* Directions for this task *
Output, exactly and in full, the entries that appear below.

[Collected data entries]
>>

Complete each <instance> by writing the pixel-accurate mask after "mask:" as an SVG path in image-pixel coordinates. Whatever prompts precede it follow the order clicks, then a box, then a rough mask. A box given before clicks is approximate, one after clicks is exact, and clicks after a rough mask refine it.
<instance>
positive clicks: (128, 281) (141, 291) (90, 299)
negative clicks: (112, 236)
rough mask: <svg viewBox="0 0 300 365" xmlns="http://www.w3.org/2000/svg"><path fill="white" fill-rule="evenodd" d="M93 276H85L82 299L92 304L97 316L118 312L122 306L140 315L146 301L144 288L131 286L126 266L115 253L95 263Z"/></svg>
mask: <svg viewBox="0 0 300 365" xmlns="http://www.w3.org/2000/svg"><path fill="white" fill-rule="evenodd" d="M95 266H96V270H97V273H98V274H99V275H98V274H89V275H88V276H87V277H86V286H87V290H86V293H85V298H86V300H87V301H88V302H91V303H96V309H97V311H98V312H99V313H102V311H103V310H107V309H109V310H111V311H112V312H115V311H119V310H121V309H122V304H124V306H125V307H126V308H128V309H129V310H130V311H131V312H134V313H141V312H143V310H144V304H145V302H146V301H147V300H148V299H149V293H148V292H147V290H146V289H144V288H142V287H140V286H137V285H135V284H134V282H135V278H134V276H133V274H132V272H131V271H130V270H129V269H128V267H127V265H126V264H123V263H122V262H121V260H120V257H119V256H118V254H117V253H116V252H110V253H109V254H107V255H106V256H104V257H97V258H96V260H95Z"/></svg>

<<

* Final answer *
Complete each <instance> by writing the pixel-accurate mask after "mask:" as an SVG path in image-pixel coordinates. Whatever prompts precede it follow the order clicks, then a box, then a rough mask. A box given before clicks is approximate, one after clicks is exact, and clicks after a rough mask refine it.
<instance>
positive clicks: (128, 281) (141, 291) (90, 299)
negative clicks: (112, 236)
rough mask: <svg viewBox="0 0 300 365" xmlns="http://www.w3.org/2000/svg"><path fill="white" fill-rule="evenodd" d="M93 276H85L82 299L92 304L97 316L118 312L122 306L140 315L146 301L144 288L131 286L126 266L115 253L95 263Z"/></svg>
mask: <svg viewBox="0 0 300 365" xmlns="http://www.w3.org/2000/svg"><path fill="white" fill-rule="evenodd" d="M95 266H96V270H97V273H98V274H99V275H98V274H89V275H88V276H87V277H86V286H87V290H86V293H85V298H86V300H87V301H88V302H91V303H96V309H97V311H98V312H99V313H102V311H103V310H107V309H109V310H111V311H112V312H115V311H119V310H121V309H122V304H124V306H125V307H126V308H128V309H129V310H130V311H131V312H134V313H141V312H143V310H144V304H145V302H146V301H147V300H148V299H149V293H148V292H147V290H146V289H144V288H142V287H140V286H137V285H135V284H134V282H135V278H134V276H133V274H132V272H131V271H130V270H129V269H128V267H127V265H126V264H123V263H122V262H121V260H120V257H119V256H118V254H117V253H116V252H110V253H109V254H107V255H106V256H104V257H97V258H96V260H95Z"/></svg>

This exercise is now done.